* Problem *
Quote precisely the final stretch of the listing: start at the line containing "Target: parked car" and stop after the last line.

* Stored rows *
____
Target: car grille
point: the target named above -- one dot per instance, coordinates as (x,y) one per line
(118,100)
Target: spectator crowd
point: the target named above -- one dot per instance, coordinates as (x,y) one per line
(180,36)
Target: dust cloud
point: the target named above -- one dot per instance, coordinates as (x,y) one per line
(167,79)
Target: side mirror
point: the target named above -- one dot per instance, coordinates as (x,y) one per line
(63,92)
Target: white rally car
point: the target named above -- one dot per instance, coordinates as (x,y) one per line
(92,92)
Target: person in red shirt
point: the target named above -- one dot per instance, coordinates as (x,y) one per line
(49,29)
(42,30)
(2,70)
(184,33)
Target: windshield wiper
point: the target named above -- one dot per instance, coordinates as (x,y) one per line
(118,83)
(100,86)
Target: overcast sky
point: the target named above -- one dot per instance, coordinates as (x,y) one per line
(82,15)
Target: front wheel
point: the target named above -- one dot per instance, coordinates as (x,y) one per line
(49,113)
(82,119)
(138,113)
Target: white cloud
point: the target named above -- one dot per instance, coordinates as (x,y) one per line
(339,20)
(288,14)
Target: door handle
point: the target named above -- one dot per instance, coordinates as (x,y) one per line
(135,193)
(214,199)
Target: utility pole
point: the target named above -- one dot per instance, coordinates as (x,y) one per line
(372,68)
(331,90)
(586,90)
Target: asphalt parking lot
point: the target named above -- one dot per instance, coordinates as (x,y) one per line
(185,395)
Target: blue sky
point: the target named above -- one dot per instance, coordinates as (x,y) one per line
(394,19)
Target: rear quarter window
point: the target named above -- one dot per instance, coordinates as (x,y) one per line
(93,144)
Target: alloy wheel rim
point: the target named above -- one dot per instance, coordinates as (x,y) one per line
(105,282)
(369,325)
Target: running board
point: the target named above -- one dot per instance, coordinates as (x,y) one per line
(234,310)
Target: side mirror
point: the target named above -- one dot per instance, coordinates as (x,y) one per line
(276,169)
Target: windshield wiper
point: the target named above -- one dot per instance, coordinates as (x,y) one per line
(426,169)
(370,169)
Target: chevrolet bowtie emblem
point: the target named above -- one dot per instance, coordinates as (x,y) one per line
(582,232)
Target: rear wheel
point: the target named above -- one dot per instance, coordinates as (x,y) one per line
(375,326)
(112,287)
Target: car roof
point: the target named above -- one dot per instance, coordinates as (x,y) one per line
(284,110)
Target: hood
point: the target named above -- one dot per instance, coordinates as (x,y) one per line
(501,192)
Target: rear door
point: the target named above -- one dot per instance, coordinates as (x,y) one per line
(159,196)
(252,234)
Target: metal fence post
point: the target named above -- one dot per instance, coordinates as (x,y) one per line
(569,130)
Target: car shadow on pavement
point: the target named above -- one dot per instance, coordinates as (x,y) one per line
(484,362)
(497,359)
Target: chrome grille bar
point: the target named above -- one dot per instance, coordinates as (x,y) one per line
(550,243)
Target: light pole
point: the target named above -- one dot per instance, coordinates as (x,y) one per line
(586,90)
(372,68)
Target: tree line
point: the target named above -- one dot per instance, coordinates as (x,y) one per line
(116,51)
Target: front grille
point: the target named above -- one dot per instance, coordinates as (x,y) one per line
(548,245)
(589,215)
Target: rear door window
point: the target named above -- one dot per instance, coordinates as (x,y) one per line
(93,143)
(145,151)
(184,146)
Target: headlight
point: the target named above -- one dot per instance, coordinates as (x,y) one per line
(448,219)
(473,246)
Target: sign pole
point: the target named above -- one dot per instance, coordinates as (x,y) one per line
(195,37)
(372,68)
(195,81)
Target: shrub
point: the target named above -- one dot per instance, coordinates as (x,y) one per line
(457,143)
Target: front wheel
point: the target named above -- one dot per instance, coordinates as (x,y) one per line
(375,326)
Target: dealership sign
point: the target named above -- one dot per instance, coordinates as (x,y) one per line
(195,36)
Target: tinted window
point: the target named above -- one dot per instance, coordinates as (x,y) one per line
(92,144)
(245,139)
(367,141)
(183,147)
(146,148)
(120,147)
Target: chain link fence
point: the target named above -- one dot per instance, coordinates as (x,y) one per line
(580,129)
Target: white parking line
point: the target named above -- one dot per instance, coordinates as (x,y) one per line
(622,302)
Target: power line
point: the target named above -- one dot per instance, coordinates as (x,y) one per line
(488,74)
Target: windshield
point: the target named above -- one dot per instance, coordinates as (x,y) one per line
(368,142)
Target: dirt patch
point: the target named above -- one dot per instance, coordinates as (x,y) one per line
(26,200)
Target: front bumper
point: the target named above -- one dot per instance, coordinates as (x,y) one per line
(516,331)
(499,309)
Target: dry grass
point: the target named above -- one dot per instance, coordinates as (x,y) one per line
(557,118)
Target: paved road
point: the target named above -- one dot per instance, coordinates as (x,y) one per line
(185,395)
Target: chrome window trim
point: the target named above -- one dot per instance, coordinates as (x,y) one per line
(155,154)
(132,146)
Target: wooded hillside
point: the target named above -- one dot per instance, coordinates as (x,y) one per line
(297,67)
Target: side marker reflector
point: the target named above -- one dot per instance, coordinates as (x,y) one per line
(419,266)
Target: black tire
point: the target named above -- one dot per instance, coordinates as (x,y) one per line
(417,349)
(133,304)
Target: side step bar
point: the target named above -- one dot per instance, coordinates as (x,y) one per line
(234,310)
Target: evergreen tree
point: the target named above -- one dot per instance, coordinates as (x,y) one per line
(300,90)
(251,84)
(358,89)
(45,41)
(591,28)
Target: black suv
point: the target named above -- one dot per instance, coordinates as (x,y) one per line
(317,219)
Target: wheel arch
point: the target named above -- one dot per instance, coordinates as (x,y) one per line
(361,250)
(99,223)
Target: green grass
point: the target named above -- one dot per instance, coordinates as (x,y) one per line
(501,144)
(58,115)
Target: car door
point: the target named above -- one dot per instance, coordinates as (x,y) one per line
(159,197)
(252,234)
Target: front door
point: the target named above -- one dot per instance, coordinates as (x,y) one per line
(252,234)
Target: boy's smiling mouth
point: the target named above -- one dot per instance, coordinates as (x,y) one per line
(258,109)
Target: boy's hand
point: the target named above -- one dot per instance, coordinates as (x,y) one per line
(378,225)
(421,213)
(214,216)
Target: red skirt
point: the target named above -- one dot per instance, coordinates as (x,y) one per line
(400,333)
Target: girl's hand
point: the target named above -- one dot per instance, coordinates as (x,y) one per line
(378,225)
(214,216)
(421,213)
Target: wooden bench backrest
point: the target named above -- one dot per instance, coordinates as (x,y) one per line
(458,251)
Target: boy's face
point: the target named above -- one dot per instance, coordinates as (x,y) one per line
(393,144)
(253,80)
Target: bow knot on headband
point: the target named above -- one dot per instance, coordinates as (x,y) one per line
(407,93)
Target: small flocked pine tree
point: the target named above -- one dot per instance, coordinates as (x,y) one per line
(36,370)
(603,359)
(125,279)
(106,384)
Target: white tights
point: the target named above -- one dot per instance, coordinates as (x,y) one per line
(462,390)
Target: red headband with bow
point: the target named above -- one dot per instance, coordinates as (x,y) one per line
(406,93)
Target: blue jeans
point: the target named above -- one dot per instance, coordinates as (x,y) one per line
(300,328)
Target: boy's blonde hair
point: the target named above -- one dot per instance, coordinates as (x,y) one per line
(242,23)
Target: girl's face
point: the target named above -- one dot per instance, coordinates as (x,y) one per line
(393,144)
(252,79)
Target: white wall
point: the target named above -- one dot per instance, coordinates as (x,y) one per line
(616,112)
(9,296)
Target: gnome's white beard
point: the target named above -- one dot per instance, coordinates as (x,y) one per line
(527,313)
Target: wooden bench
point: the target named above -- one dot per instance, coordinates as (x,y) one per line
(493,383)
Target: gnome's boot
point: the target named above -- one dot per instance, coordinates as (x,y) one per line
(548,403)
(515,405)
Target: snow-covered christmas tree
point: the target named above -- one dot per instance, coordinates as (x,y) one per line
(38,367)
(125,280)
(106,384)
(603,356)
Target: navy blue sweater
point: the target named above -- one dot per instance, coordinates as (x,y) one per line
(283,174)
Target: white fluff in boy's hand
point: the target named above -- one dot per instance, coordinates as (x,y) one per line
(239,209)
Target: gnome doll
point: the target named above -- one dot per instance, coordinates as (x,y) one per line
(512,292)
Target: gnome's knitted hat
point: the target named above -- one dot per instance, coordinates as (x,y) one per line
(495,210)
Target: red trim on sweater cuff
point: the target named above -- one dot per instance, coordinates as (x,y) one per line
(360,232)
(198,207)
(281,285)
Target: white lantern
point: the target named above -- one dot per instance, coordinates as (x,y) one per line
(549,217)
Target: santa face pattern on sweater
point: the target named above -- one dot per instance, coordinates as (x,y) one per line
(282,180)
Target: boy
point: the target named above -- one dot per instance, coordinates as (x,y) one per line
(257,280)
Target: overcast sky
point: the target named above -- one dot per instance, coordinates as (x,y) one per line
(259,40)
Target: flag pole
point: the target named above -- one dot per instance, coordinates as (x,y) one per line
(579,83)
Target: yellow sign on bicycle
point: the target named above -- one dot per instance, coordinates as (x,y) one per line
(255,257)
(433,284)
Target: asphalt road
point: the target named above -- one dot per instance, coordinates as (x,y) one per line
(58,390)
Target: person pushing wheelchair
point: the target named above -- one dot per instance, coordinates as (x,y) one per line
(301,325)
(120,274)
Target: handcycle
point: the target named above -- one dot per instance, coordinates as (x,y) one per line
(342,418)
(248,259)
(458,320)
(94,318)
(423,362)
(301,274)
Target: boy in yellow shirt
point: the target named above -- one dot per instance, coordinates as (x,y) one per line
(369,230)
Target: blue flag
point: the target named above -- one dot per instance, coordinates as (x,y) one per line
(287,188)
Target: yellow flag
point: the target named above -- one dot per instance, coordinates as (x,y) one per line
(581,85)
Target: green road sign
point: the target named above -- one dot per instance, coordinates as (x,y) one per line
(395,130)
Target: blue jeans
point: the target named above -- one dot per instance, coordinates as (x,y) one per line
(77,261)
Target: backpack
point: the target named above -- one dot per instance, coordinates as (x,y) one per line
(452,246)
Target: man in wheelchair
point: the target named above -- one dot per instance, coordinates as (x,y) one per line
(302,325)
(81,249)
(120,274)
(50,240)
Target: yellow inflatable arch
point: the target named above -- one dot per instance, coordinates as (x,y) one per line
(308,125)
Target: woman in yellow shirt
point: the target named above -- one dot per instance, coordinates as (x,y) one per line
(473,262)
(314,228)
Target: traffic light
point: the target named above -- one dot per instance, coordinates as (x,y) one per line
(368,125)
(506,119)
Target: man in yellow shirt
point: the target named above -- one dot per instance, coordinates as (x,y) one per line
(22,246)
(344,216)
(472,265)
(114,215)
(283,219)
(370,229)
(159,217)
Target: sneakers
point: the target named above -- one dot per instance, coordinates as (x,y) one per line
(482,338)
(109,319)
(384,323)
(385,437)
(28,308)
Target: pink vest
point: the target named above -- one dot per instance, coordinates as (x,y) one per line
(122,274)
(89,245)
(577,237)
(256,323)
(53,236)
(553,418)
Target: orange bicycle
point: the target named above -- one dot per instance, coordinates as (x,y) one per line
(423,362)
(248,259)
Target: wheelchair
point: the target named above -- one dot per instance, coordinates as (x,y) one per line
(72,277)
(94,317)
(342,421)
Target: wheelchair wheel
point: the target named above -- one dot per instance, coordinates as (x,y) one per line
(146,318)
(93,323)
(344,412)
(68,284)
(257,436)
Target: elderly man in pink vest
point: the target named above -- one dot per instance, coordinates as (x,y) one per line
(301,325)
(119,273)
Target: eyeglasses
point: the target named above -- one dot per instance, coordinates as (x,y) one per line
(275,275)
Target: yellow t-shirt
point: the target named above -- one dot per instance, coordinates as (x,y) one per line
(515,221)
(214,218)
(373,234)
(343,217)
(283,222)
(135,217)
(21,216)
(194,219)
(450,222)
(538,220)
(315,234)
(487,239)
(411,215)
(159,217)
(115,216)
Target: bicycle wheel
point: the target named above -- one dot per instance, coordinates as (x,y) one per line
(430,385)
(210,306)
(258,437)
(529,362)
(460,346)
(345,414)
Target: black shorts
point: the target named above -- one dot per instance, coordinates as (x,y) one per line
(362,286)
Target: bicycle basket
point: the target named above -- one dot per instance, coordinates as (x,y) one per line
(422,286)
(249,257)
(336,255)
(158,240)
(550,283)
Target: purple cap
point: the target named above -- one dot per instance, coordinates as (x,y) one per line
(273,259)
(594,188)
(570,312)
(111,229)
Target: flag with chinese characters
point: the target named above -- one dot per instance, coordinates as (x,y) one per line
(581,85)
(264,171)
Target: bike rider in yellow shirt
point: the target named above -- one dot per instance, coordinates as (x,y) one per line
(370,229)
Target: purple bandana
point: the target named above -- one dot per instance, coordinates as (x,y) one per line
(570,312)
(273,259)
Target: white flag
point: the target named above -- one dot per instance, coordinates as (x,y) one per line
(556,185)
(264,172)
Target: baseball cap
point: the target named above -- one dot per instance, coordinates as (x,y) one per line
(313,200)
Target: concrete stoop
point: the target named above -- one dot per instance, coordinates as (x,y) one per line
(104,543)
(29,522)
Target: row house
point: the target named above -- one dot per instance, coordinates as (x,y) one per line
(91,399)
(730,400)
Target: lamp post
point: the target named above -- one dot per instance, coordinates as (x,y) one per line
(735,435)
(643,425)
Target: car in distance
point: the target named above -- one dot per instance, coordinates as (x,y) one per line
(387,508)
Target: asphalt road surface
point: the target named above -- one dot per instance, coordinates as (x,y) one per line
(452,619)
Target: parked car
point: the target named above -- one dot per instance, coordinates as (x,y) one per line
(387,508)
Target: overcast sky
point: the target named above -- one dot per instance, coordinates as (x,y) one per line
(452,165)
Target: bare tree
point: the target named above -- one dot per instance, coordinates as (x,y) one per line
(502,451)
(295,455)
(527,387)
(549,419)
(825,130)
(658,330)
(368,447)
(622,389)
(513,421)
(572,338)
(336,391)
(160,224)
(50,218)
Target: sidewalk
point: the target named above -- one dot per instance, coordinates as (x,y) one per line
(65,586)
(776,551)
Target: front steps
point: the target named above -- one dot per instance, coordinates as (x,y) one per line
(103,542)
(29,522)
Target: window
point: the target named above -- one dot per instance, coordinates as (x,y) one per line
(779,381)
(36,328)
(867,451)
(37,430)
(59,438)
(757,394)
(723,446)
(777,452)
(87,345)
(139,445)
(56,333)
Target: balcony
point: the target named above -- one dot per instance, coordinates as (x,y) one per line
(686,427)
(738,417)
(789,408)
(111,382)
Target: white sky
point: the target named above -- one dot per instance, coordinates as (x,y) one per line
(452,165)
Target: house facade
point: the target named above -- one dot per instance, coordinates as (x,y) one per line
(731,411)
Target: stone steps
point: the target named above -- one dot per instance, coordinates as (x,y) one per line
____
* Written solution *
Target: parked car
point: the target named above -- one dot per instance, coordinates as (x,y) one per line
(387,508)
Target: overcast sky
point: the target named above -- one dot per instance, coordinates as (x,y) one per line
(452,165)
Target: bare tree
point: the target named above -- one dot per instance, coordinates as (x,y) one per line
(502,451)
(295,455)
(527,387)
(549,419)
(825,130)
(658,330)
(368,447)
(622,389)
(513,421)
(572,338)
(336,391)
(160,224)
(50,218)
Target: sidewalk
point: the target named above -- one dot per instance, coordinates as (x,y) one per line
(65,586)
(776,551)
Target: front steps
point: the target named above -- one dot per instance, coordinates as (x,y) one per line
(103,542)
(29,522)
Target: window
point: the target named above -- one dot per instance, coordinates as (x,y) one per line
(779,381)
(36,328)
(867,451)
(37,430)
(59,438)
(757,394)
(723,446)
(777,452)
(87,345)
(139,445)
(56,333)
Target: balcony
point: the target named above -- one dot per instance, coordinates as (x,y) one per line
(686,427)
(738,417)
(789,408)
(111,382)
Target: white sky
point: the target named above -- one dot per instance, coordinates as (x,y) one per line
(452,165)
Target: house facade
point: the target named above -- one dot per instance, coordinates as (x,y) one per line
(731,411)
Target: stone steps
point: the target named above -- one dot per instance, coordinates as (x,y) one per line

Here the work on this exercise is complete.